SELECTED PASSAGE start

Though sharing familiar traits with other road movies, Two-Lane Blacktop proves to be an oddly existential experience. Everything about the film seems designed to force the viewer to garner their own meaning from it, something made clear in the way characters are presented. There are no names here, only descriptions: The Mechanic, The Driver, The Girl, and GTO. Of these, only GTO offers any kind of background, but all in truth lack roots, and seem destined to travel the vast planes of America with no real purpose beyond their basic need to drive. Theirs is an endless cycle, and it is hypnotic to watch.
The race that the group partakes in is like nothing seen before or since. Considering that each driver puts his car's pink slip on the line, there's an alarming lack of urgency to the ensuing cross-country dash. Each driver takes a leisurely approach to the race, and both seem determined to help the other out when they find themselves in a bind. Perhaps it is the kindred spirit they share, or maybe a longing for companionship in what appear to be lonely existences, but neither The Driver nor GTO shows any real concern for winning the race. In fact, GTO, despite seemingly being the more competitive man, frequently stops to pick up hitchhikers who only serve to slow him down further. The suggestion that these men are in search of some kind of human interaction is borne out during these sequences. There's a loneliness to these characters that informs their almost self-destructive lifestyle, and these small interactions seem crucial to their continuation -- particularly GTO. One scene sees GTO assist an elderly woman and her granddaughter by taking them to a local cemetery. Despite this slowing him down considerably, GTO seems to find solace in the good deed he does, even going so far as to wait outside the graveyard to take them back home. These short interactions prove to be vital to better understanding GTO, and, in turn, the film.
The role of The Girl is also noteworthy. Bird plays The Girl as a blank canvas, changing her mind and direction with ease due to her lack of connection to anyone or anything. All three men are drawn to her, and, in part down to her free spirit, both The Driver and GTO seem to see her as a means of escaping their never-ending journey.

SELECTED PASSAGE end

§ **STATED GOAL 1**
Reproduce the portion of the Two-Lane Blacktop passage between "Though sharing familiar" and "hypnotic to watch.", inclusive.
§ **STATED GOAL 2**
According to the Two-Lane Blacktop passage, where does GTO take the elderly woman and her granddaughter?

LISTED ENTRIES start

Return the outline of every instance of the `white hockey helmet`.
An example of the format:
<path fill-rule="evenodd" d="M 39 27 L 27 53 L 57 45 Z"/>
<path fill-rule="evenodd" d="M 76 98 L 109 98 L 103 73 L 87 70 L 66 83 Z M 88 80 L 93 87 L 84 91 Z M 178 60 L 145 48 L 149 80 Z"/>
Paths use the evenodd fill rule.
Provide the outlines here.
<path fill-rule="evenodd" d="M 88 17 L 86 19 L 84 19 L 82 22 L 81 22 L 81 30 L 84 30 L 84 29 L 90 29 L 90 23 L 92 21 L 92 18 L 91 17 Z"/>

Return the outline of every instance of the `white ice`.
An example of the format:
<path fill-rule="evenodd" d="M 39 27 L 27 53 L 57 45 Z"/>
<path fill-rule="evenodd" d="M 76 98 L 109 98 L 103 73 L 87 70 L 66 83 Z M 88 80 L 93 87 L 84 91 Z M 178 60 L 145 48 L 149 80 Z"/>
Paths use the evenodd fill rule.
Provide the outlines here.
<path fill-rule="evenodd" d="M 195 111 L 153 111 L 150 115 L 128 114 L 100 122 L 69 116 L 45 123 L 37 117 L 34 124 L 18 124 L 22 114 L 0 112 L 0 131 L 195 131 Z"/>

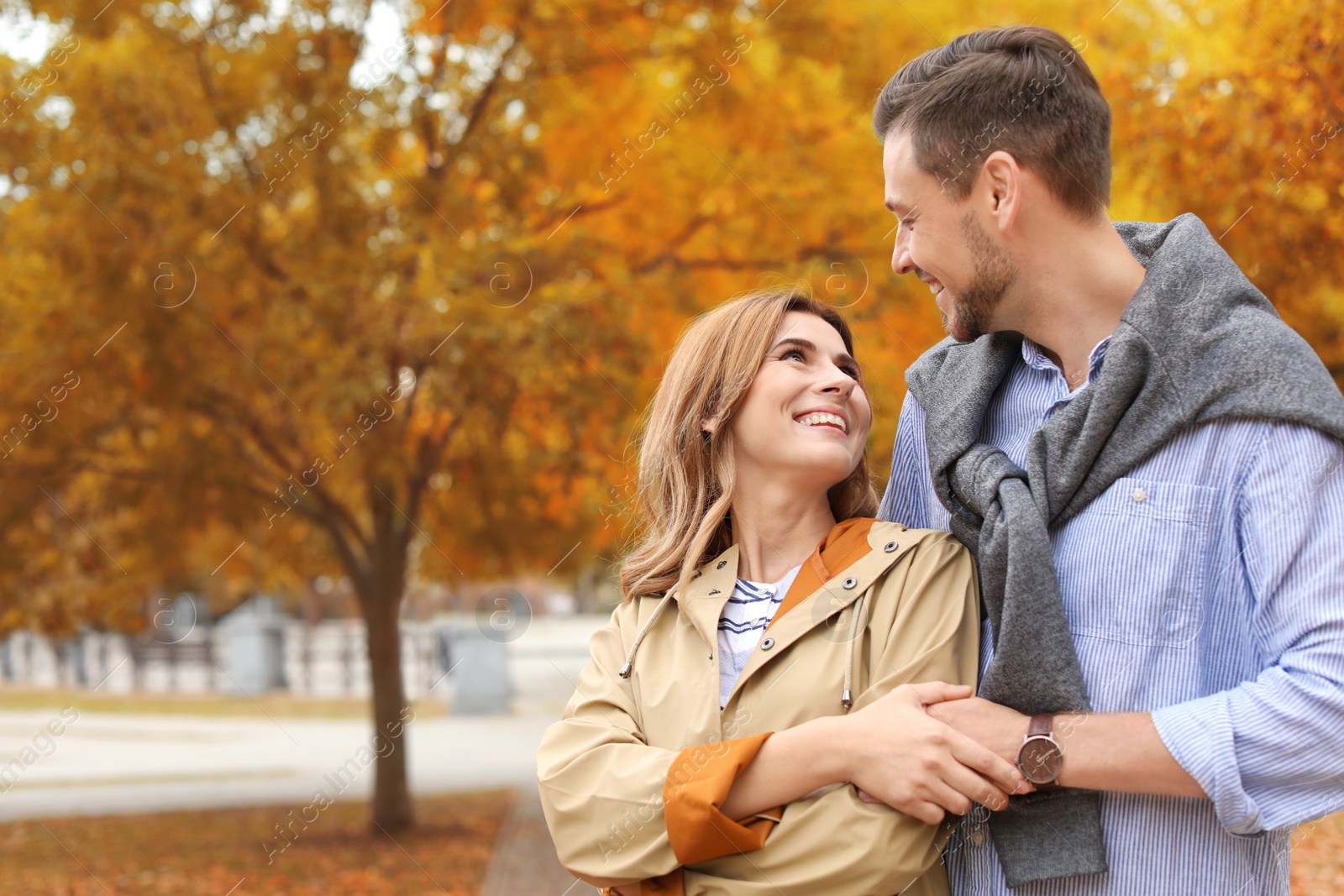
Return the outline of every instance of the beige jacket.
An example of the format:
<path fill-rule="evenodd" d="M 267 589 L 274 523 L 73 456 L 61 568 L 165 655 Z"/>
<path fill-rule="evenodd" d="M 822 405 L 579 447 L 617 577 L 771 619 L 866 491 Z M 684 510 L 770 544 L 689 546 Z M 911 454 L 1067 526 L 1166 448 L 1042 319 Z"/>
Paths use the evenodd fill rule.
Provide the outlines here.
<path fill-rule="evenodd" d="M 536 758 L 560 862 L 597 887 L 641 881 L 645 895 L 946 893 L 950 825 L 864 803 L 852 785 L 745 819 L 718 806 L 775 731 L 860 709 L 905 682 L 976 682 L 969 552 L 946 532 L 837 524 L 720 713 L 718 622 L 737 572 L 732 547 L 684 596 L 626 600 L 593 635 Z"/>

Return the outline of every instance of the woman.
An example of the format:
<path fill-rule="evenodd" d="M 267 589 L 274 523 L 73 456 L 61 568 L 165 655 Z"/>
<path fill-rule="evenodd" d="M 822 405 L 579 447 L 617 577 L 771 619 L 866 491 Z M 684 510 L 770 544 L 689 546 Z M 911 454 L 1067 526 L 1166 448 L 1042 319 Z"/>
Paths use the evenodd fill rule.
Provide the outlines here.
<path fill-rule="evenodd" d="M 946 760 L 925 713 L 970 695 L 974 568 L 871 519 L 852 353 L 835 310 L 766 292 L 672 355 L 626 600 L 538 754 L 562 864 L 607 892 L 945 893 L 943 810 L 1020 780 L 970 742 Z"/>

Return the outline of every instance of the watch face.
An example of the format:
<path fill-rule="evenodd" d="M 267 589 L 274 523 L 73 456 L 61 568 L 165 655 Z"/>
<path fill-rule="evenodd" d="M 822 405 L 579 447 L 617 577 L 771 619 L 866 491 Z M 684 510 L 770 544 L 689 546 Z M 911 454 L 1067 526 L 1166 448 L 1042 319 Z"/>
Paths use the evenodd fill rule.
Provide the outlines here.
<path fill-rule="evenodd" d="M 1059 744 L 1048 737 L 1032 737 L 1021 746 L 1017 754 L 1017 764 L 1021 774 L 1034 785 L 1048 785 L 1059 776 L 1059 766 L 1064 755 L 1059 751 Z"/>

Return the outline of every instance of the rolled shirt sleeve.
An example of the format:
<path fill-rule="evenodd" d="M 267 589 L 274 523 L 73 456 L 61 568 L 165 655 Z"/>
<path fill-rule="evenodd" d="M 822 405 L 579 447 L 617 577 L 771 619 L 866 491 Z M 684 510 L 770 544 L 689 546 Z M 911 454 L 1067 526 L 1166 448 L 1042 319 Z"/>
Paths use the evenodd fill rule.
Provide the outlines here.
<path fill-rule="evenodd" d="M 1263 668 L 1238 686 L 1152 713 L 1232 834 L 1344 809 L 1341 467 L 1336 439 L 1267 427 L 1241 488 L 1241 562 L 1215 571 L 1245 574 Z"/>

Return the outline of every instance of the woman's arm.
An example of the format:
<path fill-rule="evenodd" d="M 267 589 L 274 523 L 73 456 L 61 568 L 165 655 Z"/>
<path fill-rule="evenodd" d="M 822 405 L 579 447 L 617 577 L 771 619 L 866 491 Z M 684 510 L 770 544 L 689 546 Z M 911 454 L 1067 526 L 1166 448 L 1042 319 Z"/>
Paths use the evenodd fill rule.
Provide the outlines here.
<path fill-rule="evenodd" d="M 680 865 L 663 819 L 663 786 L 677 752 L 645 743 L 629 682 L 617 674 L 622 630 L 633 631 L 637 615 L 637 603 L 625 602 L 594 633 L 574 697 L 536 755 L 542 809 L 560 864 L 595 887 Z"/>
<path fill-rule="evenodd" d="M 905 586 L 961 600 L 966 576 L 974 576 L 969 555 L 948 544 L 923 545 L 918 553 L 911 557 L 911 575 L 903 578 Z M 887 595 L 887 599 L 899 598 Z M 918 610 L 914 606 L 919 603 L 918 594 L 906 599 Z M 937 603 L 938 598 L 923 600 Z M 977 619 L 972 611 L 965 625 L 976 625 Z M 906 633 L 906 639 L 910 634 Z M 905 646 L 902 642 L 898 649 Z M 935 674 L 933 669 L 909 669 L 892 677 L 898 672 L 894 661 L 900 658 L 884 654 L 879 660 L 875 672 L 880 681 L 860 696 L 856 704 L 860 709 L 848 716 L 813 719 L 771 736 L 734 780 L 723 814 L 745 818 L 841 782 L 857 783 L 888 806 L 930 825 L 941 822 L 945 811 L 957 815 L 969 811 L 972 803 L 1005 807 L 1008 794 L 1023 783 L 1017 768 L 926 712 L 931 704 L 969 697 L 973 688 L 929 681 L 926 676 Z M 948 668 L 945 674 L 949 680 L 966 680 L 965 669 Z M 973 672 L 969 680 L 974 681 Z M 868 705 L 863 705 L 864 697 L 871 701 Z"/>
<path fill-rule="evenodd" d="M 909 566 L 899 564 L 888 574 L 876 599 L 896 602 L 898 609 L 886 643 L 872 660 L 872 684 L 856 695 L 856 708 L 849 716 L 832 720 L 841 725 L 844 737 L 857 742 L 903 736 L 894 729 L 919 723 L 923 700 L 958 693 L 937 682 L 969 685 L 976 680 L 980 598 L 974 576 L 969 553 L 950 537 L 922 540 Z M 765 747 L 785 733 L 770 737 L 757 760 L 766 755 Z M 902 780 L 942 779 L 930 771 L 929 763 L 903 755 L 880 739 L 851 743 L 848 750 L 832 743 L 856 764 L 867 766 L 855 770 L 851 776 L 855 783 L 891 797 Z M 941 747 L 935 740 L 929 743 L 942 751 L 960 750 L 956 739 Z M 753 762 L 751 767 L 755 766 Z M 918 768 L 913 771 L 911 766 Z M 992 774 L 1001 771 L 1000 767 Z M 1012 774 L 1016 775 L 1015 768 Z M 988 783 L 984 786 L 988 790 Z M 685 895 L 900 892 L 938 864 L 945 830 L 888 806 L 864 803 L 852 786 L 831 787 L 789 802 L 761 849 L 688 864 Z"/>

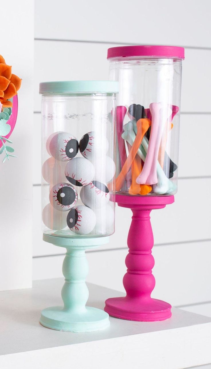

LISTED ENTRIES end

§ **WORKED ANSWER 1**
Though sharing familiar traits with other road movies, Two-Lane Blacktop proves to be an oddly existential experience. Everything about the film seems designed to force the viewer to garner their own meaning from it, something made clear in the way characters are presented. There are no names here, only descriptions: The Mechanic, The Driver, The Girl, and GTO. Of these, only GTO offers any kind of background, but all in truth lack roots, and seem destined to travel the vast planes of America with no real purpose beyond their basic need to drive. Theirs is an endless cycle, and it is hypnotic to watch.

§ **WORKED ANSWER 2**
To a local cemetery.